------ EXCERPT PROVIDED

During his first term, President Donald Trump sought to remove protections for the LGBTQ+ community throughout the federal government. His ideas included the removal of diplomatic visas for same-sex partners and banning transgender people from joining the military.
With Trump’s re-election, many of these efforts are expected to continue into his new term. Project 2025, an initiative to reshape the federal government in favor of right-wing policies that has been associated with Trump’s administration, proposes limitations on LGBTQ+ rights. It claims that federal civil rights statutes will not cover anti-LGBTQ+ discrimination and discusses blockades for transgender people in federal health programs. Many of these policies would violate the Constitution if they were to be implemented.
The Trump administration has already shifted away from the Biden administration’s actions that protected the LGBTQ+ community. Trump has repealed Biden’s previous Diversity, Equity and Inclusion (DEI) efforts, which will impact how LGBTQ+ people experience the workplace. Additionally, the State Department has suspended a policy that previously allowed for transgender, intersex and nonbinary people to update their gender markers on their passports. The State Department webpage with “LGBTQ Travel Information” has also been altered to “LGB Travel Information,” removing any reference to transgender or gender nonconforming people.
On Jan. 20, Trump issued an executive order on the removal of “harmful executive orders and actions,” issued by Biden. This included orders that promoted LGBTQ+ rights and prevented gender identity and sexual orientation-based discrimination. Trump also passed executive orders to restrict health care for transgender adolescents and direct funding away from encouragement towards “gender ideology,” a term that has been repeatedly used by the administration to critique and invalidate transgender and nonbinary identities.
Other executive orders include rescinded protection of LGBTQ+ youth in education and action to end legal recognition of gender-nonconforming and transgender people under federal law. This includes the removal of protections for transgender women in shelters and discrimination of sex in housing and incarceration. During one of his campaign speeches, Trump said, “I will take historic action to defeat the toxic poison of gender ideology and affirm that God created two genders, male and female.”

------------
------ RECORDED INFORMATION

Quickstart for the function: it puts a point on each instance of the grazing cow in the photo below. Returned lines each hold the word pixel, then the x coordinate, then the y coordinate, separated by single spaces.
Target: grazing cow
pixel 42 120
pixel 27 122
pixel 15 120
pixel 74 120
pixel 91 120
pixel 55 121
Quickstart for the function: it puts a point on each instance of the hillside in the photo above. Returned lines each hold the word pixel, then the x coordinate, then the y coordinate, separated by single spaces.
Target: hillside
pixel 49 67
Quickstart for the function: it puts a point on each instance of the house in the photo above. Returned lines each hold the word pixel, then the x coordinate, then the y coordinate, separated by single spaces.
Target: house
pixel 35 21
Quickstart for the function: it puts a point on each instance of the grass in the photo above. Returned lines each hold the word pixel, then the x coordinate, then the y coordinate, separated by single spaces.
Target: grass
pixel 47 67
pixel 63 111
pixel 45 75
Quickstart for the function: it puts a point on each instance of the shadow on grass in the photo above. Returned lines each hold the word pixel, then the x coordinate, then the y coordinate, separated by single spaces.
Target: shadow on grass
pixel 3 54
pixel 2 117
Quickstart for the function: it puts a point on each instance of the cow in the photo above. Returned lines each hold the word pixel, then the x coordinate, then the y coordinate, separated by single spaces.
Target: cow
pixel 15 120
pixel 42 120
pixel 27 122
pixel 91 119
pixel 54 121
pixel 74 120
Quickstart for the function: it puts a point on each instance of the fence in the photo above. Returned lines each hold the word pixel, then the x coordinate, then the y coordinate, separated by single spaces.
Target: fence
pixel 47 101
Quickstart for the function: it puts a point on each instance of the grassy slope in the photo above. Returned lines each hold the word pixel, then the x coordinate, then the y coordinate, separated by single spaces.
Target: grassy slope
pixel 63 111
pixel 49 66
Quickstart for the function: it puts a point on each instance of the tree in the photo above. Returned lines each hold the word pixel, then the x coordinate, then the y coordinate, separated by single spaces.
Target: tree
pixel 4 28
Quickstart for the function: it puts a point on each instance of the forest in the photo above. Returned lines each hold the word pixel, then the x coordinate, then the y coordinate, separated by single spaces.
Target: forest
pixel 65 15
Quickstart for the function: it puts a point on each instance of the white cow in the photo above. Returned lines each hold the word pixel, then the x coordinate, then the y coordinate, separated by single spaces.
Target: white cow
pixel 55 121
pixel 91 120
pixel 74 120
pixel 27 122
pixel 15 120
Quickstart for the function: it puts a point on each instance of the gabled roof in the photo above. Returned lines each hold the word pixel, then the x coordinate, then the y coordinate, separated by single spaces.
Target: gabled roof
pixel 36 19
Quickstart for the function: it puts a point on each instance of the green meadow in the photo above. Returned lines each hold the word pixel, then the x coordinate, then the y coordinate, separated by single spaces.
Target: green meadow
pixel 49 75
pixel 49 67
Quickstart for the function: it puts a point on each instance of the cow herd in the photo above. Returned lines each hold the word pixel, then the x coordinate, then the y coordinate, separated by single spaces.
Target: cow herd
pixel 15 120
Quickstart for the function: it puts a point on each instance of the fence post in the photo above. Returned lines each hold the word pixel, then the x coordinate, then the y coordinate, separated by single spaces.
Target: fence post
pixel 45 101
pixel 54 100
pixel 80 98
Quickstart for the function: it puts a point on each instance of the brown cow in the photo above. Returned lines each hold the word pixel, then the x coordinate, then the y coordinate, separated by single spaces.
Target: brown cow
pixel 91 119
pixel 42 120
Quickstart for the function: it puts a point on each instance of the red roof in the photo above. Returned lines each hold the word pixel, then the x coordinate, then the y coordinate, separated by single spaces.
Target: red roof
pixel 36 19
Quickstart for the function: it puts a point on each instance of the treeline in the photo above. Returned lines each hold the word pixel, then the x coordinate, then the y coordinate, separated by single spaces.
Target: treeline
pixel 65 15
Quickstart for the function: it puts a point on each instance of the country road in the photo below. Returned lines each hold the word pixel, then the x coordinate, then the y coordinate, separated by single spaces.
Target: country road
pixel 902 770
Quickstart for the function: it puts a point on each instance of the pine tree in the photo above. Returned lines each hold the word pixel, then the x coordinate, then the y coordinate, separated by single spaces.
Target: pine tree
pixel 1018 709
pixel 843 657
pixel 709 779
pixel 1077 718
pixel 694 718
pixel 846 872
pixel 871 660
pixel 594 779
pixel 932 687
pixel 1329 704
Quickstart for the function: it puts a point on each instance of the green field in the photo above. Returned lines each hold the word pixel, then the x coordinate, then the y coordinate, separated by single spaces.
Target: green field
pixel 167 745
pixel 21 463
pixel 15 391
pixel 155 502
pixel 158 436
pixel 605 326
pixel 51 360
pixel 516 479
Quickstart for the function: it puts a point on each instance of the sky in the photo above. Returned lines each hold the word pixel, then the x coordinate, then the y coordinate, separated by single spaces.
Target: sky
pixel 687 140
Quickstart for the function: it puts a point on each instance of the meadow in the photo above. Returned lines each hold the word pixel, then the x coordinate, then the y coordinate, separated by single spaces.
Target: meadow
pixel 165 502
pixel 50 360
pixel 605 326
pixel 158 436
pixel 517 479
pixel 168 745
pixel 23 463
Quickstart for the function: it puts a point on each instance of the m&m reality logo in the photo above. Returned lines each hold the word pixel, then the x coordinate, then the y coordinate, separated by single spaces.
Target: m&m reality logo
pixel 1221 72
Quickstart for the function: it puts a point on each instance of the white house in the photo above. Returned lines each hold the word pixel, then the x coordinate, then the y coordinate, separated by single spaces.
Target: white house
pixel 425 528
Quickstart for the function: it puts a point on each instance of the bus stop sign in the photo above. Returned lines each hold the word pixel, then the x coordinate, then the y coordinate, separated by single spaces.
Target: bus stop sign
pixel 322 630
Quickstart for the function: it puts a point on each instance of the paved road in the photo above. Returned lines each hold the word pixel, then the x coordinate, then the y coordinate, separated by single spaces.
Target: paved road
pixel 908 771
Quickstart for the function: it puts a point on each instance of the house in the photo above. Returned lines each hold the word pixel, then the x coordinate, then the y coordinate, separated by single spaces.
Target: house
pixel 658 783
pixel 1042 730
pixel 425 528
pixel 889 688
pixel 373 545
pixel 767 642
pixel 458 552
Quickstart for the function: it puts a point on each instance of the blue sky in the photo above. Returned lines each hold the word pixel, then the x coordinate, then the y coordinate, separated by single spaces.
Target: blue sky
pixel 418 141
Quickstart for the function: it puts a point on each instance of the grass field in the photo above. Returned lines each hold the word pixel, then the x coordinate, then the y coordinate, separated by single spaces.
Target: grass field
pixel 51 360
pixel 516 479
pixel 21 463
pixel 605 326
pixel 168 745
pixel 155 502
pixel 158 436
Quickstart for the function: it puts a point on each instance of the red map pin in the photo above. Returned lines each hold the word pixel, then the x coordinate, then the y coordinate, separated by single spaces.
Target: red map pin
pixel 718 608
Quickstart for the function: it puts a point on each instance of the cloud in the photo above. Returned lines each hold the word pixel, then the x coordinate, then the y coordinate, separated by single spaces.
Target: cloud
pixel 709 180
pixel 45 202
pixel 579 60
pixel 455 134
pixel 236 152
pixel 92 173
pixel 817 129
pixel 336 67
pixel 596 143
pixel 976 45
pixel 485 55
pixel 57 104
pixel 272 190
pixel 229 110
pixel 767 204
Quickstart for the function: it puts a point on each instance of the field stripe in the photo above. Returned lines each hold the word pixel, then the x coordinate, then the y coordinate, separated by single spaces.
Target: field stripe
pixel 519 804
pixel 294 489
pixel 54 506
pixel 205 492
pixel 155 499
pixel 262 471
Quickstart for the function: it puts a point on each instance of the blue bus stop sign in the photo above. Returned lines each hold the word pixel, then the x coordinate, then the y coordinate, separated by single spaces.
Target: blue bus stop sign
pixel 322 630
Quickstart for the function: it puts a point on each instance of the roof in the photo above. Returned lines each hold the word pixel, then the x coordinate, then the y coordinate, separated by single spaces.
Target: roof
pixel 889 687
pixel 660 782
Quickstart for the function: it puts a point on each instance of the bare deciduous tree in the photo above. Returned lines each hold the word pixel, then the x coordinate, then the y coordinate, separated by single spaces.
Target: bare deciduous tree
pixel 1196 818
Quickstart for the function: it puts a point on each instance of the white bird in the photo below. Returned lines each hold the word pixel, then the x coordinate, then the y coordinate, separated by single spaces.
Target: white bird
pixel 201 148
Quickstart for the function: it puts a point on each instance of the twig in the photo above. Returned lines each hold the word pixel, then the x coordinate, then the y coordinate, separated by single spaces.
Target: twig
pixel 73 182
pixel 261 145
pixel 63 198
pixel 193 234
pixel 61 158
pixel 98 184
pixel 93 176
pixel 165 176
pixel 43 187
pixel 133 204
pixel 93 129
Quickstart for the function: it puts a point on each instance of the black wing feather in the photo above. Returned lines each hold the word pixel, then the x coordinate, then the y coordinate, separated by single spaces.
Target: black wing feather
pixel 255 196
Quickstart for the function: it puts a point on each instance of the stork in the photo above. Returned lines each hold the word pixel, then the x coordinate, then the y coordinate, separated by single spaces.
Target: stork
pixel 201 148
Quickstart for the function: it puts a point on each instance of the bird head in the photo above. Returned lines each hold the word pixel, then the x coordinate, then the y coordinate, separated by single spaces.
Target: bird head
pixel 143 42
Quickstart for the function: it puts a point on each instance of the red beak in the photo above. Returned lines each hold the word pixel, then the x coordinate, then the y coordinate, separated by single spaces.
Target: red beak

------------

§ WORK TASK 1
Repeat the passage of the article on LGBTQ+ protections from "During his first" to "joining the military.".
§ WORK TASK 2
Answer these questions using the article on LGBTQ+ protections:
(a) On what date did Trump issue the executive order on the removal of "harmful executive orders and actions"?
(b) What was the State Department's "LGBTQ Travel Information" webpage changed to?
(c) Which two ideas from Trump's first term does the article name?

§ ANSWER SPACE 1
During his first term, President Donald Trump sought to remove protections for the LGBTQ+ community throughout the federal government. His ideas included the removal of diplomatic visas for same-sex partners and banning transgender people from joining the military.

§ ANSWER SPACE 2
(a) Jan. 20
(b) "LGB Travel Information"
(c) The removal of diplomatic visas for same-sex partners and banning transgender people from joining the military